Woven into most days are visits to the stupa. I don’t know if this is part of Losar, or a regular thing. Nor do I know if there is an order or priority, or even community association for each of the several stupas, but no matter which stupa we circumambulated, there were familiar faces. Greens boughs are brought to burn in the alter oven, accompanied by incantations, which end in a yelp for the men.
Throughout all of her chores Yangtso is chanting. Often, I am told, it is a version of O Mani Padme, but sometimes, the chants are unique to a specific purpose. Luseng, Yangtso’s husband, had a terrible accident due to the negligence of the owner of the car he was riding in, a fellow villager. The vehicle had a major malfunction which resulted in loss of control. In the resulting crash, his arm was badly broken, its use is seriously compromised. Complications from the surgeries, he also had two bouts of infections and was in the hospital for three months. At this point he has no strength nor mobility in his right arm and hand, so he spends a lot of the day doing exercises and chanting verses given to him by the local lama specifically for his healing.
Upon the arrival of Dolma, a nice surprise for us all, along with the very loud Deqin, the local county town, entourage (Dolma’s father’s sister with two adult children, one of whom has the good government job, and bought the new iPad Air2 I brought over), the burden of daily chores is lifted significantly from Yangtso’ shoulders. Dolma, especially, is a very helpful person. And while she does have a super active fifteen month old son who needs constant attention, she is a person of extraordinary energy and was able to contribute a lot to the household. In turn, the family releases her from some of the burdens of having a young child by attending to the little fellow. Tibetan villages, or at least extended families, really do raise the children, and mothers are nonplussed by their kids’ absence.

▸ **TASKS TO COMPLETE**
a) Reproduce verbatim the stretch of the passage on village life during Losar from "Woven into most" through "for the men.".
b) For each statement below, answer yes or no according to the passage on village life during Losar, and quote the words that decide it: (i) Luseng spent three months in the hospital. (ii) Luseng's accident resulted from his own negligence. (iii) Dolma has a son who is fifteen months old.
c) Extend the passage on village life during Losar, beginning after its final sentence.

Natural-language object grounding data:
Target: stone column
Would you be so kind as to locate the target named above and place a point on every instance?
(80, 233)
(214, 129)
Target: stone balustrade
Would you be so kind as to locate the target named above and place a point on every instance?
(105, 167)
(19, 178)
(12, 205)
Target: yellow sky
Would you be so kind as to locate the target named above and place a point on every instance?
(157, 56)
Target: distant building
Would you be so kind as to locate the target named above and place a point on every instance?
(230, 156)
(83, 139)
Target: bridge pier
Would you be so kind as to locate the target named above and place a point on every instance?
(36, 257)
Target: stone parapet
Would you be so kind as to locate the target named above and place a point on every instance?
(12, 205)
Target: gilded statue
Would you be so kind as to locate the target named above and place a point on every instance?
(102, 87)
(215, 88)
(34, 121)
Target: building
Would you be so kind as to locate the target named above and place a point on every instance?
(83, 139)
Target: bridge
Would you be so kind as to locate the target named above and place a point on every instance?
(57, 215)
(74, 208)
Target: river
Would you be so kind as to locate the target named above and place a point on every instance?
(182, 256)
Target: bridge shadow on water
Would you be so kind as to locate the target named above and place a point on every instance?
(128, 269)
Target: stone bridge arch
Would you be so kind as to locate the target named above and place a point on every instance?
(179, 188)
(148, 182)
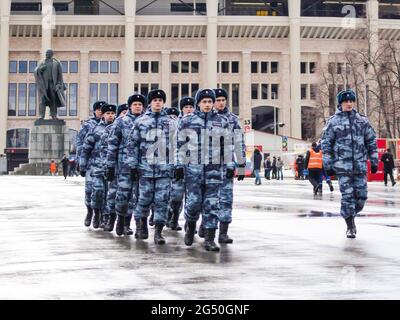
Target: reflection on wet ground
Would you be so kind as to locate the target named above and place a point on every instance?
(278, 253)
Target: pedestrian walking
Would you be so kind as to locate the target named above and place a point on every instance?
(256, 159)
(65, 163)
(53, 168)
(267, 168)
(348, 141)
(279, 168)
(314, 164)
(274, 168)
(300, 167)
(388, 166)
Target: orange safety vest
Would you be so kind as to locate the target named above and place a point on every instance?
(315, 161)
(53, 167)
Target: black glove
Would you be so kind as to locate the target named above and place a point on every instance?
(134, 175)
(230, 173)
(179, 174)
(330, 172)
(110, 174)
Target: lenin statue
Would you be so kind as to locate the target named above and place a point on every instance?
(50, 84)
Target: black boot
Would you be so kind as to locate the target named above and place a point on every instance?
(169, 218)
(89, 215)
(151, 219)
(137, 231)
(223, 233)
(144, 230)
(209, 243)
(174, 220)
(190, 228)
(158, 238)
(351, 232)
(119, 229)
(110, 223)
(201, 230)
(96, 218)
(103, 219)
(127, 223)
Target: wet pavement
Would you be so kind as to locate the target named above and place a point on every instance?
(287, 245)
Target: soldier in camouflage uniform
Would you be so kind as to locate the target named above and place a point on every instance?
(151, 161)
(94, 151)
(348, 142)
(112, 185)
(203, 169)
(86, 127)
(178, 187)
(226, 191)
(117, 167)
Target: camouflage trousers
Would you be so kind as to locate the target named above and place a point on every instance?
(202, 198)
(154, 193)
(177, 194)
(88, 188)
(226, 200)
(110, 199)
(99, 191)
(354, 194)
(127, 195)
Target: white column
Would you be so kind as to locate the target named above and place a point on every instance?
(47, 25)
(165, 71)
(373, 25)
(212, 43)
(203, 69)
(129, 52)
(284, 111)
(295, 101)
(84, 102)
(4, 59)
(245, 87)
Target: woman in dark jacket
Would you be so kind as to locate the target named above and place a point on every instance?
(256, 160)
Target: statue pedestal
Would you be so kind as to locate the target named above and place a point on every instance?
(49, 140)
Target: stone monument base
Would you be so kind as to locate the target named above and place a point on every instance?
(49, 140)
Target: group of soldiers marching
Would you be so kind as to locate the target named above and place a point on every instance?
(142, 159)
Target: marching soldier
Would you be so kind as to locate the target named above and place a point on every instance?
(116, 163)
(203, 171)
(226, 191)
(151, 162)
(87, 126)
(93, 152)
(348, 141)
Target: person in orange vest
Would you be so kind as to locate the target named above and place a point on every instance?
(53, 168)
(314, 164)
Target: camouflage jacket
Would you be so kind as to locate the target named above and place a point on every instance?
(86, 127)
(348, 141)
(201, 157)
(94, 149)
(238, 137)
(118, 141)
(151, 145)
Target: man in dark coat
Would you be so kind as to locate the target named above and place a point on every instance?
(65, 163)
(388, 163)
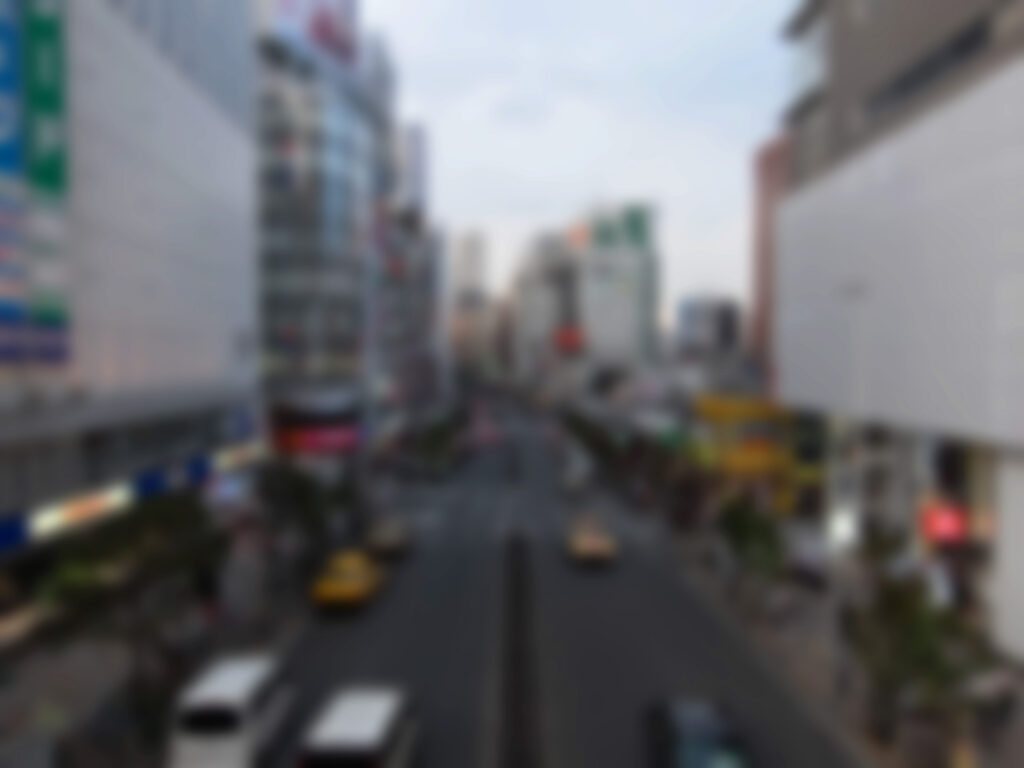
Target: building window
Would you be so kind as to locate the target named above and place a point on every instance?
(809, 62)
(954, 52)
(810, 141)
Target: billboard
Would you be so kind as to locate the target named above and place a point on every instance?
(12, 267)
(330, 25)
(46, 163)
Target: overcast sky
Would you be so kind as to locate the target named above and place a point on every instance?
(541, 110)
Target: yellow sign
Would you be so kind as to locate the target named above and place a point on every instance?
(55, 519)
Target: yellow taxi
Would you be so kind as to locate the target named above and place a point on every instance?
(589, 542)
(349, 580)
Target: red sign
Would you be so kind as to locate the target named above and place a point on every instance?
(328, 32)
(568, 339)
(942, 522)
(317, 440)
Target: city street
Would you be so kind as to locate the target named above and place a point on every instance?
(606, 644)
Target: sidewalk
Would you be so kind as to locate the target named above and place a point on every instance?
(797, 648)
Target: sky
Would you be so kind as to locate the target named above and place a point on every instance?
(540, 111)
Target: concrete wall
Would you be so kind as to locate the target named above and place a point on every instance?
(162, 221)
(611, 315)
(900, 279)
(1008, 608)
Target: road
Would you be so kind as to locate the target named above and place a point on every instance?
(606, 643)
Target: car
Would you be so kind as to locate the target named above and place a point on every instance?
(229, 714)
(350, 579)
(363, 726)
(588, 541)
(694, 733)
(389, 538)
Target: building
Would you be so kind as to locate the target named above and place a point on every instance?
(709, 327)
(470, 303)
(128, 332)
(409, 289)
(588, 299)
(771, 175)
(899, 289)
(325, 111)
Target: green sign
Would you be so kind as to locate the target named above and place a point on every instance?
(45, 98)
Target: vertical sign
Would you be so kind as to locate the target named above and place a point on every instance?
(46, 173)
(12, 268)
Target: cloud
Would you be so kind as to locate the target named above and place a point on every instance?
(539, 111)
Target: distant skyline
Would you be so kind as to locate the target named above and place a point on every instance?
(540, 112)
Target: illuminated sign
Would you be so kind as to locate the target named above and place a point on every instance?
(330, 25)
(943, 523)
(568, 340)
(54, 519)
(240, 457)
(314, 440)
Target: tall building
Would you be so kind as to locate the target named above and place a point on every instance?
(323, 116)
(771, 175)
(899, 284)
(128, 332)
(588, 299)
(408, 295)
(470, 302)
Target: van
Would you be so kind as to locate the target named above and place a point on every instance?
(369, 727)
(228, 715)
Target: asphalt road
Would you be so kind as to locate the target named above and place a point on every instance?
(607, 643)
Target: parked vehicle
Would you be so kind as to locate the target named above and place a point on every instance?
(229, 714)
(350, 579)
(694, 733)
(589, 542)
(361, 727)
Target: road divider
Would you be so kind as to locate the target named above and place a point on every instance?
(520, 728)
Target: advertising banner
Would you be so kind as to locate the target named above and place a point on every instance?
(12, 269)
(330, 25)
(47, 176)
(10, 96)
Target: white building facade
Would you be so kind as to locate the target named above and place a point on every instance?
(900, 296)
(139, 242)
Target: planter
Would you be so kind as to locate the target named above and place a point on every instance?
(925, 738)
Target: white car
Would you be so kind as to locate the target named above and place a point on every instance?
(229, 714)
(360, 727)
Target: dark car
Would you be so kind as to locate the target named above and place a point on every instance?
(694, 733)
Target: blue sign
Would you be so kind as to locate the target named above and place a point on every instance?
(11, 134)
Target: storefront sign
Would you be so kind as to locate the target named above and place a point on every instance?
(240, 457)
(45, 97)
(317, 440)
(10, 93)
(53, 520)
(12, 274)
(46, 175)
(943, 523)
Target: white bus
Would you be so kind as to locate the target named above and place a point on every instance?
(229, 714)
(371, 727)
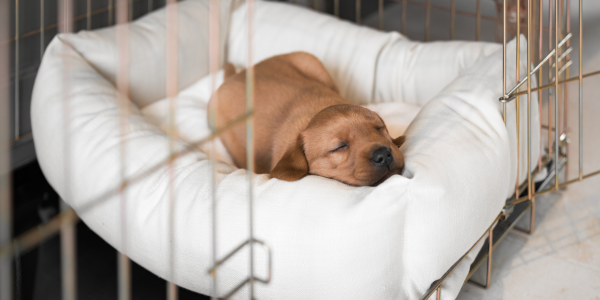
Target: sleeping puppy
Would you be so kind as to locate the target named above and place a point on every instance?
(303, 126)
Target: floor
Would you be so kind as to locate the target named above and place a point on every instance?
(38, 271)
(561, 259)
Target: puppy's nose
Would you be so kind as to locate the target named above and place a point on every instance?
(382, 157)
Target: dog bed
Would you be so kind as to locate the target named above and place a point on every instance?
(328, 240)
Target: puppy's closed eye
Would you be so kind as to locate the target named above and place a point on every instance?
(340, 147)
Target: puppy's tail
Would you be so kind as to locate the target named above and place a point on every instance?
(229, 70)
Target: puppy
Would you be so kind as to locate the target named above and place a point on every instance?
(303, 126)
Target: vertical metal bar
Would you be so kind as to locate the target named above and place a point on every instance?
(123, 264)
(540, 77)
(490, 251)
(357, 2)
(89, 15)
(427, 18)
(380, 15)
(504, 59)
(250, 139)
(6, 284)
(110, 12)
(68, 257)
(566, 86)
(404, 16)
(214, 46)
(452, 18)
(517, 102)
(556, 55)
(550, 29)
(67, 236)
(529, 79)
(478, 21)
(580, 90)
(130, 10)
(532, 216)
(42, 31)
(172, 90)
(17, 103)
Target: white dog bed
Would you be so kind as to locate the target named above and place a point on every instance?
(329, 240)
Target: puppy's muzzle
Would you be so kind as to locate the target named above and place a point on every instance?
(382, 157)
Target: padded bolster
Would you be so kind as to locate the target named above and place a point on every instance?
(147, 51)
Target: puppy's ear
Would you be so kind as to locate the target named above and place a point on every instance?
(399, 140)
(293, 165)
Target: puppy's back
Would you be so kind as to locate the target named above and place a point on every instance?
(289, 90)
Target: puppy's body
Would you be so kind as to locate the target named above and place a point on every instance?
(289, 90)
(302, 125)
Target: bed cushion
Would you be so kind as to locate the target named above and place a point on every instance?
(329, 240)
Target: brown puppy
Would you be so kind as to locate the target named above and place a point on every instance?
(303, 126)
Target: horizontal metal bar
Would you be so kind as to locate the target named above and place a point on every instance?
(460, 12)
(563, 55)
(551, 85)
(213, 270)
(501, 237)
(55, 25)
(510, 96)
(439, 282)
(563, 69)
(36, 235)
(579, 179)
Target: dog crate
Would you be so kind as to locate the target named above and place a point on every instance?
(553, 49)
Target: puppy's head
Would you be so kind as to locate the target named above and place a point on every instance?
(348, 143)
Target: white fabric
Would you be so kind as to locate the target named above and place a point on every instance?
(329, 240)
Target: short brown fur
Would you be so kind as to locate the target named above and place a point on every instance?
(303, 126)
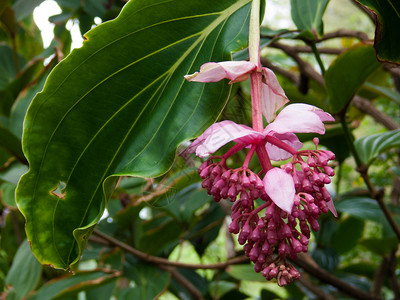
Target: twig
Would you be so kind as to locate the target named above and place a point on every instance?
(304, 280)
(368, 108)
(184, 282)
(163, 261)
(311, 267)
(379, 278)
(392, 275)
(345, 33)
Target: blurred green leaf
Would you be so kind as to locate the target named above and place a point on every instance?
(362, 208)
(347, 235)
(13, 173)
(387, 37)
(370, 146)
(380, 246)
(25, 271)
(326, 258)
(245, 272)
(219, 288)
(105, 113)
(363, 269)
(24, 8)
(348, 73)
(194, 278)
(307, 15)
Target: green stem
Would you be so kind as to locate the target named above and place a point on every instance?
(350, 140)
(318, 57)
(255, 77)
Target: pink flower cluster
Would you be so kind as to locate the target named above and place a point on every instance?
(293, 196)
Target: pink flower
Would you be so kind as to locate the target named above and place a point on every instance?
(278, 136)
(294, 118)
(272, 95)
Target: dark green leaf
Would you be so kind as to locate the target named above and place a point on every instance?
(369, 147)
(186, 202)
(25, 271)
(347, 235)
(307, 15)
(120, 106)
(362, 208)
(158, 234)
(362, 269)
(383, 91)
(207, 227)
(11, 143)
(219, 288)
(73, 284)
(326, 258)
(8, 195)
(380, 246)
(387, 37)
(7, 66)
(24, 8)
(149, 280)
(348, 73)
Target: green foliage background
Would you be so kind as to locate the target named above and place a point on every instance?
(119, 107)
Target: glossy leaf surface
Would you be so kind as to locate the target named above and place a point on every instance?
(347, 74)
(307, 15)
(387, 36)
(120, 106)
(24, 282)
(369, 147)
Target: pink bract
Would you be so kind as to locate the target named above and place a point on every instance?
(279, 186)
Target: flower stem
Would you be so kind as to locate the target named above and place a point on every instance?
(233, 150)
(254, 33)
(274, 141)
(318, 57)
(263, 158)
(249, 156)
(255, 77)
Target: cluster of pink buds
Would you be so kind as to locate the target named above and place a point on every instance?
(222, 182)
(293, 196)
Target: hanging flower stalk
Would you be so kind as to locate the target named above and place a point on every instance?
(294, 195)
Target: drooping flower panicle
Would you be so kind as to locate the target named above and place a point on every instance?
(294, 195)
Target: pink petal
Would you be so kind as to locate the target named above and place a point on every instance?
(299, 118)
(220, 134)
(332, 208)
(234, 70)
(279, 186)
(275, 153)
(272, 95)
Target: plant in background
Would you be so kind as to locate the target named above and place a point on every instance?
(293, 196)
(95, 203)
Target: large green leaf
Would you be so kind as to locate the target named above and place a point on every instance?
(370, 146)
(347, 74)
(71, 285)
(120, 106)
(25, 272)
(387, 36)
(307, 15)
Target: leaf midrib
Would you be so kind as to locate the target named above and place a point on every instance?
(202, 36)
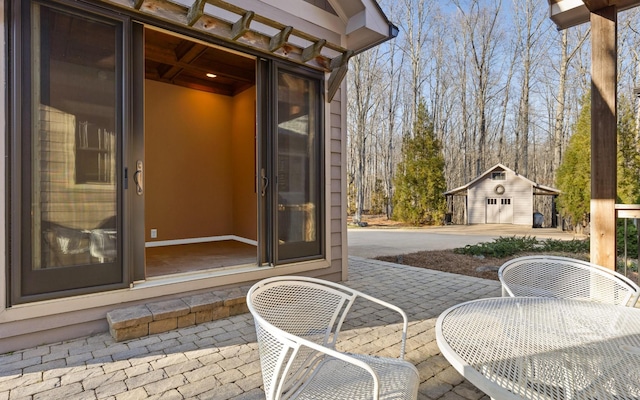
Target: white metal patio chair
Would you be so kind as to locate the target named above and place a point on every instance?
(562, 277)
(298, 321)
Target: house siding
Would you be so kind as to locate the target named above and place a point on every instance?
(45, 322)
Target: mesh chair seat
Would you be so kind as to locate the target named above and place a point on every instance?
(562, 277)
(298, 321)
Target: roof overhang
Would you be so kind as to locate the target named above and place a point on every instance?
(568, 13)
(366, 23)
(268, 26)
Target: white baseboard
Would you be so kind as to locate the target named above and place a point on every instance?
(175, 242)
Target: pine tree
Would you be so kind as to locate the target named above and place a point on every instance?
(420, 183)
(574, 174)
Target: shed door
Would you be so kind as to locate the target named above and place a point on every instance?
(499, 211)
(493, 211)
(506, 211)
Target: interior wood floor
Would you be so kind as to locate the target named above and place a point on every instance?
(168, 260)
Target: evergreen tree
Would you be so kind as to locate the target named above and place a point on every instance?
(420, 182)
(574, 174)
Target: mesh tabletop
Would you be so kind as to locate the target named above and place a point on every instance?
(542, 348)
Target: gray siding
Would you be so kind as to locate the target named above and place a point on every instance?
(519, 190)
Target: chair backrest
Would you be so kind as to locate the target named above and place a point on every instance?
(562, 277)
(290, 307)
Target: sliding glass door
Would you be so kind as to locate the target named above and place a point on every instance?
(68, 128)
(299, 225)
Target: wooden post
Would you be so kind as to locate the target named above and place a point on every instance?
(604, 50)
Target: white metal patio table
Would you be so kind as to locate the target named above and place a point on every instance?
(544, 348)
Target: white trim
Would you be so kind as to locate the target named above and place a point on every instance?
(175, 242)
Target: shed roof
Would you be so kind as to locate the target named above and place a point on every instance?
(541, 189)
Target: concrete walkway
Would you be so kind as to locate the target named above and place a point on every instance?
(220, 360)
(375, 242)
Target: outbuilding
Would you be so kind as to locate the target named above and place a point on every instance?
(159, 150)
(501, 196)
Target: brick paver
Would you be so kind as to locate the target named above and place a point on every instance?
(220, 359)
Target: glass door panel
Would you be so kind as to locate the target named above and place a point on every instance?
(70, 147)
(299, 168)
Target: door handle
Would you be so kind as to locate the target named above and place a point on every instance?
(265, 182)
(138, 178)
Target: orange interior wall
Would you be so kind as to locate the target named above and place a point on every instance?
(196, 166)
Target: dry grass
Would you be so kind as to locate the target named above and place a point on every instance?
(448, 261)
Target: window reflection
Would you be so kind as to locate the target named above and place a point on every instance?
(298, 164)
(73, 143)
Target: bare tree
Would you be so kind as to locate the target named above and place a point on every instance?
(481, 31)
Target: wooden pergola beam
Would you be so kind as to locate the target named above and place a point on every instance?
(313, 51)
(241, 26)
(280, 39)
(604, 51)
(195, 12)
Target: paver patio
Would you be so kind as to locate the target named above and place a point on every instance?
(219, 359)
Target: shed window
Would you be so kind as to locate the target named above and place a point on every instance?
(498, 176)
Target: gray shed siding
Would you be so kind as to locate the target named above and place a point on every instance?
(519, 190)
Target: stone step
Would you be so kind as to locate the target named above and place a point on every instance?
(162, 316)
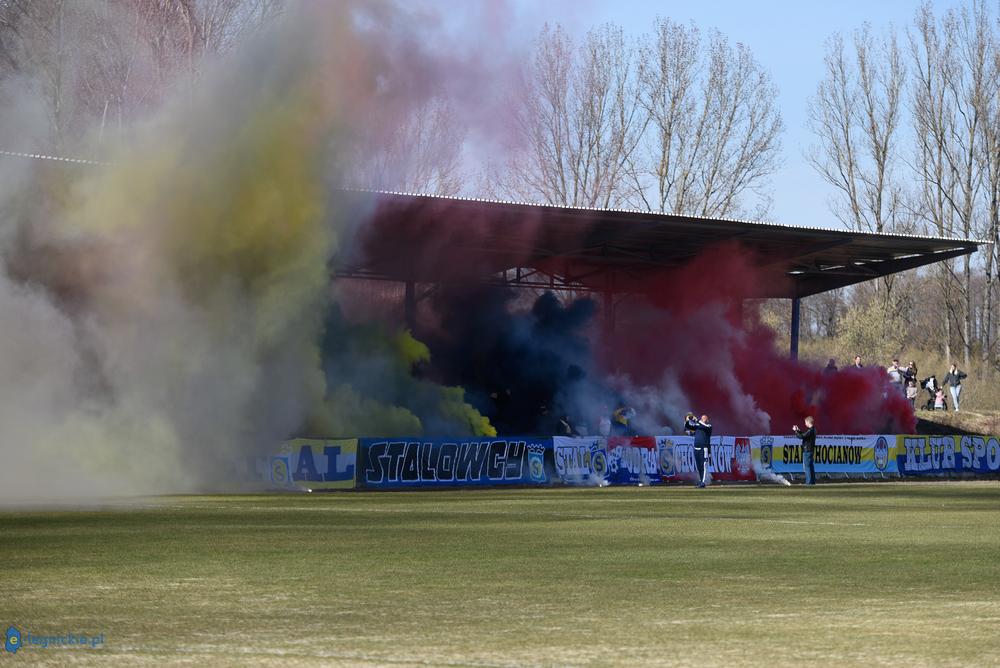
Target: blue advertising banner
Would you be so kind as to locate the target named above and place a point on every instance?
(632, 460)
(581, 461)
(398, 463)
(931, 455)
(833, 454)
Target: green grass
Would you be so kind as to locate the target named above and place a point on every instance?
(848, 574)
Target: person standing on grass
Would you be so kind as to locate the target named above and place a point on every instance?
(911, 393)
(897, 376)
(808, 446)
(702, 431)
(953, 379)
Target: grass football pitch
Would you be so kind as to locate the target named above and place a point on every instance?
(901, 574)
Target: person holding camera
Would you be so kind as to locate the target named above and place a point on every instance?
(808, 446)
(702, 432)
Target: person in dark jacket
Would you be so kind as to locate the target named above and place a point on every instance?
(808, 446)
(953, 379)
(931, 385)
(702, 431)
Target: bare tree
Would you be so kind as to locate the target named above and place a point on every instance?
(952, 57)
(989, 161)
(856, 116)
(419, 150)
(580, 121)
(97, 60)
(715, 127)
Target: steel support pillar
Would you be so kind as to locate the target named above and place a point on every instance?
(410, 307)
(794, 333)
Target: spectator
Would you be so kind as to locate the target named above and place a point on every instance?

▸ **TASK-BY-TASK ANSWERS**
a)
Woven into most days are visits to the stupa. I don’t know if this is part of Losar, or a regular thing. Nor do I know if there is an order or priority, or even community association for each of the several stupas, but no matter which stupa we circumambulated, there were familiar faces. Greens boughs are brought to burn in the alter oven, accompanied by incantations, which end in a yelp for the men.

b)
(i) Yes: "was in the hospital for three months."
(ii) No: "due to the negligence of the owner of the car he was riding in."
(iii) Yes: "a super active fifteen month old son."

c)
Traveling from town to village and visa versa is still not easy, although the days of donkey back are gone from the regions I am visiting. Dolma made it as easy as possible for me. She truly facilitated this entire adventure, finding me places to stay, hooking me up with the invaluable driver, and helping me get my airline tickets. She is smart and decisive when need be, accommodating when that is appropriate. Saint Dolma: she is a gem.
As it turned out, the driver was of great importance. At Dolma’s suggestion, I hired him to drive me all the way to Lijiang, about five hours past ShangriLa. My plane to Xi’an flies out of Lijiang, and I couldn’t face taking buses with all the inherent changes, only to arrive in Lijiang, with my abundance of luggage, not knowing where I would sleep. This time it wasn’t free, but it was worth every yuan. Not only did he cut an entire day off the trip, he got me to Lijiang and found me a hotel with service to the airport. We also did some errands, like bank and ticket office, on the way through Shangri-La, taking care of some potentially worrisome trip details. The next morning he began his drive all the way back to the Village.
Lijiang is really lovely. Southern enough to be green, and prosperous enough to be healthy. I would like to spend some time there. But my flight is at the crack of dawn, and I have trouble to get into waiting for me in Xi’an.